Work out how many lines in the data hold the word "blue", and reply with that number only.

··· DATASET EXTRACT ···

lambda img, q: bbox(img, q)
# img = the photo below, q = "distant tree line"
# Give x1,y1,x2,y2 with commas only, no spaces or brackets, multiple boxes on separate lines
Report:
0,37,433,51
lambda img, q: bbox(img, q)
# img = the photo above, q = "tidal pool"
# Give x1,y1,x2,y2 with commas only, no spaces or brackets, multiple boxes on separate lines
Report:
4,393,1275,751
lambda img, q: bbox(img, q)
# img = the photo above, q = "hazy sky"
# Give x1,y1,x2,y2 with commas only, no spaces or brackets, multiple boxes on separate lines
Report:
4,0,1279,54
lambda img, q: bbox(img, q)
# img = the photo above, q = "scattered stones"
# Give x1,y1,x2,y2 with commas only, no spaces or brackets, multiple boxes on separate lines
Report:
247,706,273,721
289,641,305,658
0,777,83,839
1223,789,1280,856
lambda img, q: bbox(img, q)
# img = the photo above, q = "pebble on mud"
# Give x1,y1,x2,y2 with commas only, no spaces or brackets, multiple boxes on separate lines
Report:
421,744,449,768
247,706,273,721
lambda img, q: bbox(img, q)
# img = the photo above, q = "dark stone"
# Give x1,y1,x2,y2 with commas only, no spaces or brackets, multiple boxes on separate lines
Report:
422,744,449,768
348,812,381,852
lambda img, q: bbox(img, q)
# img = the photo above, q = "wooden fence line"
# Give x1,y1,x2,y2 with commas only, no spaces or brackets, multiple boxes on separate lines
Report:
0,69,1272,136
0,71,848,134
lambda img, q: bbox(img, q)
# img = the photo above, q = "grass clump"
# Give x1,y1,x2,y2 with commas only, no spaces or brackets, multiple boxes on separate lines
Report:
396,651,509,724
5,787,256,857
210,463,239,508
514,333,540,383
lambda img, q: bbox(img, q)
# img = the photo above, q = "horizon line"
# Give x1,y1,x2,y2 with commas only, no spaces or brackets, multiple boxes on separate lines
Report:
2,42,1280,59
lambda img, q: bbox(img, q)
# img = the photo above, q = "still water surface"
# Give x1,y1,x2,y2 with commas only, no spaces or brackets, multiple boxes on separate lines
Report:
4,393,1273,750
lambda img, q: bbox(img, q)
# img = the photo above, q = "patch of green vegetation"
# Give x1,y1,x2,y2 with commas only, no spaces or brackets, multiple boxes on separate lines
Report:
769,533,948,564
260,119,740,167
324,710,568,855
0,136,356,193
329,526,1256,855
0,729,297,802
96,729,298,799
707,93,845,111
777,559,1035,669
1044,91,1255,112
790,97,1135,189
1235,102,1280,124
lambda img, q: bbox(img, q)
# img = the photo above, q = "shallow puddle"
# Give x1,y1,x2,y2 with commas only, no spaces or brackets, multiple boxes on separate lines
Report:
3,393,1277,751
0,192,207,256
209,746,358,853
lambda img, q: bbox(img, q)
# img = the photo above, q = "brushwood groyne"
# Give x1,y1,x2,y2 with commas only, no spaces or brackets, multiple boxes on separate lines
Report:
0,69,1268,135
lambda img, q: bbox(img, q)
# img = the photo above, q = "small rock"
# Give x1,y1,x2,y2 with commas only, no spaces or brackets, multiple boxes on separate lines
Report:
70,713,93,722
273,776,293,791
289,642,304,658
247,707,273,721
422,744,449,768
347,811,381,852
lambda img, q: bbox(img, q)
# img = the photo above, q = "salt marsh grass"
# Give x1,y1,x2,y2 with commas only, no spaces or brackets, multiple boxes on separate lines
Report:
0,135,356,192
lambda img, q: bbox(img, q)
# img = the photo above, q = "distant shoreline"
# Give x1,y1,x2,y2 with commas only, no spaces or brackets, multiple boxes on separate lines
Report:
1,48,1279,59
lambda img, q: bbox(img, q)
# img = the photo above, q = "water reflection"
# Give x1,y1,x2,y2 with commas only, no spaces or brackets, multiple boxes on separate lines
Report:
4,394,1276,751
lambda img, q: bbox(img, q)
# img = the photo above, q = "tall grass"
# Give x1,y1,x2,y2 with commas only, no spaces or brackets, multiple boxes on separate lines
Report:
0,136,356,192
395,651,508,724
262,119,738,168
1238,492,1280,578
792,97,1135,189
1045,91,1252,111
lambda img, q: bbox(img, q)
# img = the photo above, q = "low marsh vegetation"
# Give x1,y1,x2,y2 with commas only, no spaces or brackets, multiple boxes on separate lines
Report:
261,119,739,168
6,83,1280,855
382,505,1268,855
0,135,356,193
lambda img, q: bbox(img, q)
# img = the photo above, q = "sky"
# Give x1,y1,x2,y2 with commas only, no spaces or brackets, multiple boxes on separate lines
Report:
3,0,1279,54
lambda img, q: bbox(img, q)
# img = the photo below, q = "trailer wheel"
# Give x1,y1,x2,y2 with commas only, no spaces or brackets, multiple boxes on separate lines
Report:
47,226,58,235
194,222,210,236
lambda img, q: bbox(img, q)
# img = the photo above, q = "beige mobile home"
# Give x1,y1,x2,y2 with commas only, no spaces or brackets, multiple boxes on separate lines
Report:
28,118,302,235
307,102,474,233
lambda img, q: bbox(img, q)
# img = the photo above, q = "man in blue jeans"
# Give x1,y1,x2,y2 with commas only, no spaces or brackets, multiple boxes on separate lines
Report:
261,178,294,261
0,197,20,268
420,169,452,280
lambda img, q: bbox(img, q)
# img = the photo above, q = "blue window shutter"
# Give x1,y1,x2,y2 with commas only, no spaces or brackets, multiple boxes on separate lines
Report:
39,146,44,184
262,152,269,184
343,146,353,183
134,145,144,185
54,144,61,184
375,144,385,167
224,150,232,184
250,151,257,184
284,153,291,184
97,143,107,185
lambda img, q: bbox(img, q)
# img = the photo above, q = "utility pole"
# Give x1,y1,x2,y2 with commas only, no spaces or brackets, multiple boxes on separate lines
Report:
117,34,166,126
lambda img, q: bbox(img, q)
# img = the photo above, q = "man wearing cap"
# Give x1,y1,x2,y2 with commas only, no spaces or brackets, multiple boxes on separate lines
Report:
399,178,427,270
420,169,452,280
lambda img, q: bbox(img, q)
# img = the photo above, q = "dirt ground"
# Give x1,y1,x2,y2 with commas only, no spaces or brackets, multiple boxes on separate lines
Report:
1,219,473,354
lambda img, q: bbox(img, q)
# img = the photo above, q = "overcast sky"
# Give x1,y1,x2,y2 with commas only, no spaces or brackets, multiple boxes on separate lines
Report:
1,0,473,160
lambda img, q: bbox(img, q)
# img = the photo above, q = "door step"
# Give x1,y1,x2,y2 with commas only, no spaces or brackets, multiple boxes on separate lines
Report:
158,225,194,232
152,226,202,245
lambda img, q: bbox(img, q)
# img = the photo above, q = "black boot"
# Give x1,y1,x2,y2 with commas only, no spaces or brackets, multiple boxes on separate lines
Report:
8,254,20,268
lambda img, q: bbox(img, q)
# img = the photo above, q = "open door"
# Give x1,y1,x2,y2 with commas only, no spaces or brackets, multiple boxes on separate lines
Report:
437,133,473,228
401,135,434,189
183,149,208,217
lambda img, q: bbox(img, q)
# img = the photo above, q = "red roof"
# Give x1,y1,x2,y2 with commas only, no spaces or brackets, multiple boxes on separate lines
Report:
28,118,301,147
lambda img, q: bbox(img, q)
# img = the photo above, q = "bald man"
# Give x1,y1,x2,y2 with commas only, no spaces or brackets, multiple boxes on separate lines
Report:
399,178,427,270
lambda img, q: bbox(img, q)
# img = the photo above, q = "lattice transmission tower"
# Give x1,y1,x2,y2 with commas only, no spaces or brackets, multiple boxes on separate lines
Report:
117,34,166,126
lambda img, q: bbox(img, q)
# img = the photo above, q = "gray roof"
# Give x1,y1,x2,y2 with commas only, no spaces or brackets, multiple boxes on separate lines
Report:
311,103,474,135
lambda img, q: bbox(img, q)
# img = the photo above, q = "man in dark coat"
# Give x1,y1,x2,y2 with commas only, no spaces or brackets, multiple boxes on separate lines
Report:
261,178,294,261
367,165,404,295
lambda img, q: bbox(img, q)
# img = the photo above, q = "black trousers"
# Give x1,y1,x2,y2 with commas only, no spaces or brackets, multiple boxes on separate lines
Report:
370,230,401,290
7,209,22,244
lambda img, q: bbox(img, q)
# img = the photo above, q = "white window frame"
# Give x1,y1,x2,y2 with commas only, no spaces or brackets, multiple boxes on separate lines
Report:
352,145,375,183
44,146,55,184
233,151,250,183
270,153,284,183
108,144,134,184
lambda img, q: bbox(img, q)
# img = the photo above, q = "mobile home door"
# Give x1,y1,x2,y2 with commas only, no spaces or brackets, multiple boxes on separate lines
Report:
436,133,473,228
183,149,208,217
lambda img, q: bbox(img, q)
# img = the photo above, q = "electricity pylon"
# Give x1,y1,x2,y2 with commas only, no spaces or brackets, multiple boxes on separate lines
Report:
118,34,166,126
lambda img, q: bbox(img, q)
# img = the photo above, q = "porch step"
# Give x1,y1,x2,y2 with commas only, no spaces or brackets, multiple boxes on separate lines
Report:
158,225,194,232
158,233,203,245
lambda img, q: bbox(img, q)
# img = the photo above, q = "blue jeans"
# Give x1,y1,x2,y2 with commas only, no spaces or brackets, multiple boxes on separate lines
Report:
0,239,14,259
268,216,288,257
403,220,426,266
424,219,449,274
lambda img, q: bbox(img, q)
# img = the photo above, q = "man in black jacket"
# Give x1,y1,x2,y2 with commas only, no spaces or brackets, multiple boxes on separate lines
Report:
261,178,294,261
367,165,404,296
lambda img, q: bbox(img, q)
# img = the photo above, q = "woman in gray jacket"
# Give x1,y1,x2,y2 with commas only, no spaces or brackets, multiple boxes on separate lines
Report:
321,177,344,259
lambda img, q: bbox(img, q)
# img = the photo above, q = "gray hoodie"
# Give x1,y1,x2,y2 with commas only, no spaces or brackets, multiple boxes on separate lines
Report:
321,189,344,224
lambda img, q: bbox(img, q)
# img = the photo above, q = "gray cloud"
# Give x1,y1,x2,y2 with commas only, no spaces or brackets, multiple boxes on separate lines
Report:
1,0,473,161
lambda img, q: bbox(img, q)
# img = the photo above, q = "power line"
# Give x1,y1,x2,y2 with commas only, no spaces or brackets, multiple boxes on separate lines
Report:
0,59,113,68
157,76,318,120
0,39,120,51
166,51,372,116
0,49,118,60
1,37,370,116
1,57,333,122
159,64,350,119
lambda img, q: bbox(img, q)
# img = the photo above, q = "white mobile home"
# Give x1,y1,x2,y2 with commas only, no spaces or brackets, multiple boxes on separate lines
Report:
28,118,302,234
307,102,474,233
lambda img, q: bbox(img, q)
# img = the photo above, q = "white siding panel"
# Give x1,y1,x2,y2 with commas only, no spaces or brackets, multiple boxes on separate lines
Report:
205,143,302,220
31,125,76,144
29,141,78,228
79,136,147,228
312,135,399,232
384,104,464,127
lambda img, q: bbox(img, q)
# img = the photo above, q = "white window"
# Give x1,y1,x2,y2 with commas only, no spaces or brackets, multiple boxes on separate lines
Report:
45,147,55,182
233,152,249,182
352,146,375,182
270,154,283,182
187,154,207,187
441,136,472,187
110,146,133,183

···

• **SOLUTION FOR THIS EXERCISE**
3